- _Selected text_
——

Humans contribute less than 3% of total carbon output on Earth. Do humans contribute to the warming? It's possible but it's not exactly measurable. One can assume but assumptions that haven't been or can't be proven aren't science. Not only that, but as carbon causes a warming effect, ice melts, effectively speeding up the warming process because insulators are being removed while carbon is still increasing. Eventually, this will disrupt the ocean currents due to water temperature and density differences, leading to a lack of re-distribution of wealth warmth, causing the Poles to freeze again and effectively causing the next ice age.

This isn't from a movie. It's real life and it has happened previously. We are in the middle of an interglacial period, an interglacial period that scientists say is warmer than it should be at this point. But meteorologists can't predict weather correctly 5 days out, so why would a climatologist be able to predict the climate 10,000 years out.

Last point, scientists argue that it is the warmest it's been in the 10's of thousands of years. Earth is 4,600,000,000 years old. So you have a comparison of 10,000 to 4,600,000,000. Its statistically insignificant and irrelevant to assume that science is infallible. 

And no, the Earth isn't flat and there is no conspiracy with Vegas. Though I do think the death of a DNC Staffer in Washington D.C. in a supposed robbery gone wrong is suspicious. B613.

——

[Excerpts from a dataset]
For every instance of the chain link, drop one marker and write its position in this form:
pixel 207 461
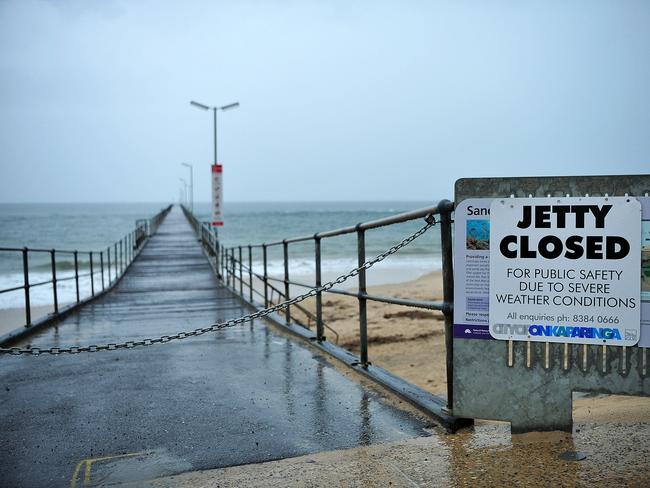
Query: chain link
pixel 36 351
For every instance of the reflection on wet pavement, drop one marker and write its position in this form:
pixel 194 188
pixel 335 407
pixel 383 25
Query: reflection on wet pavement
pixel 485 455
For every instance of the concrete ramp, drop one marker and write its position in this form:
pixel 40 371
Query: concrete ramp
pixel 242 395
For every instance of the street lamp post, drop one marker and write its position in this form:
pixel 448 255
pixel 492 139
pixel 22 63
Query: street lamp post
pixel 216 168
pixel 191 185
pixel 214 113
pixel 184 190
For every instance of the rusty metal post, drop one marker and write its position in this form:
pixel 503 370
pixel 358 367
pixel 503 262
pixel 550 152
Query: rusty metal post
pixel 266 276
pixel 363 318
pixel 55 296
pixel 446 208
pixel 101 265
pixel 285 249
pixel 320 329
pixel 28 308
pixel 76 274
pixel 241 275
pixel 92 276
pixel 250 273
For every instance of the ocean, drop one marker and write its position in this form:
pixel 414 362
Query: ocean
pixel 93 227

——

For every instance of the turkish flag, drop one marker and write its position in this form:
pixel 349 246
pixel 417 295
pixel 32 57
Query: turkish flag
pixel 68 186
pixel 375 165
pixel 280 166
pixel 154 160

——

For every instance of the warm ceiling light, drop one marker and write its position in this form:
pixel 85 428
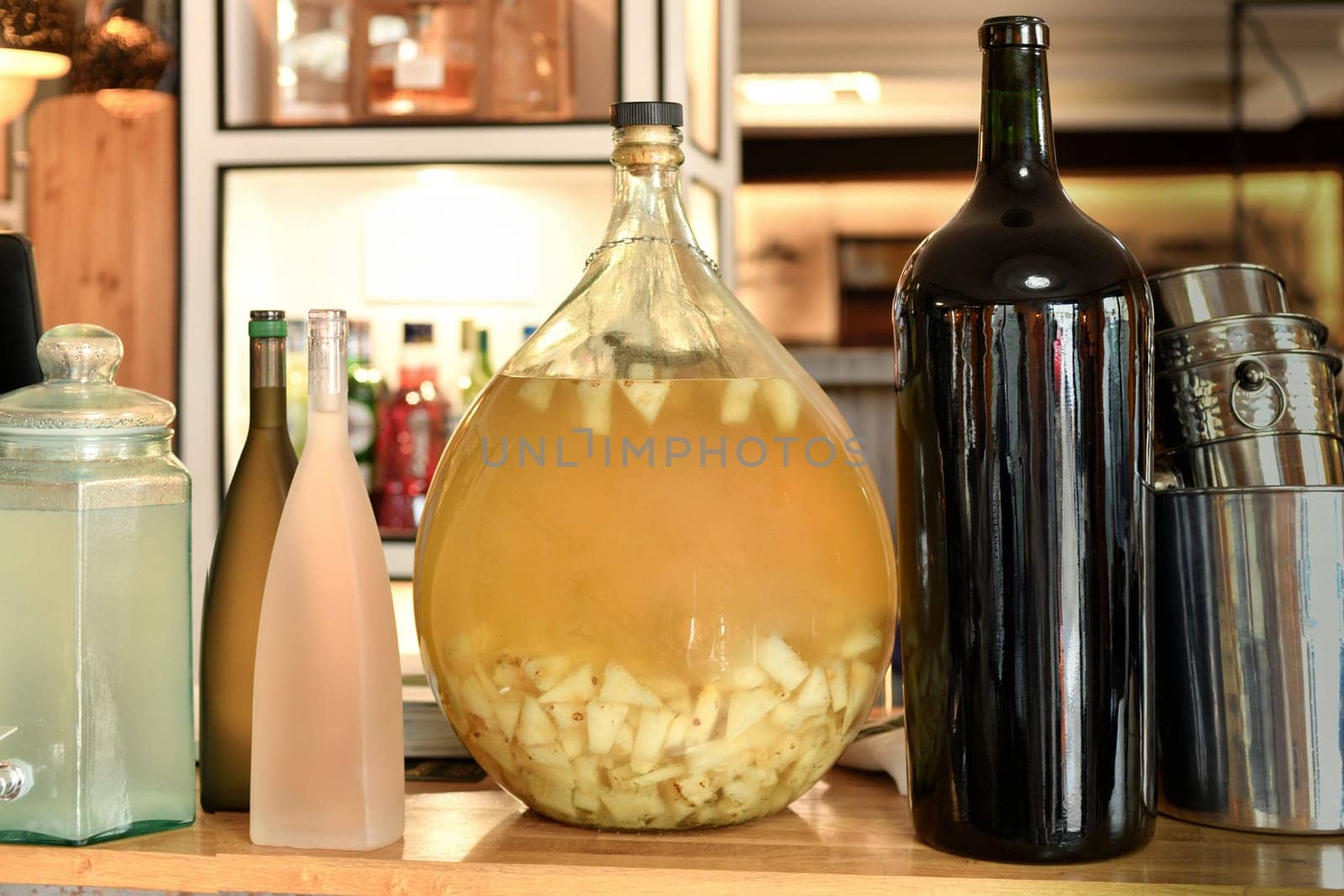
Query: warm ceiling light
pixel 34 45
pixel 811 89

——

- _Task goal_
Reproduce the text on climate change word for word, everything from "And no, the" down to "is suspicious. B613.".

- _Written response_
And no, the Earth isn't flat and there is no conspiracy with Vegas. Though I do think the death of a DNC Staffer in Washington D.C. in a supposed robbery gone wrong is suspicious. B613.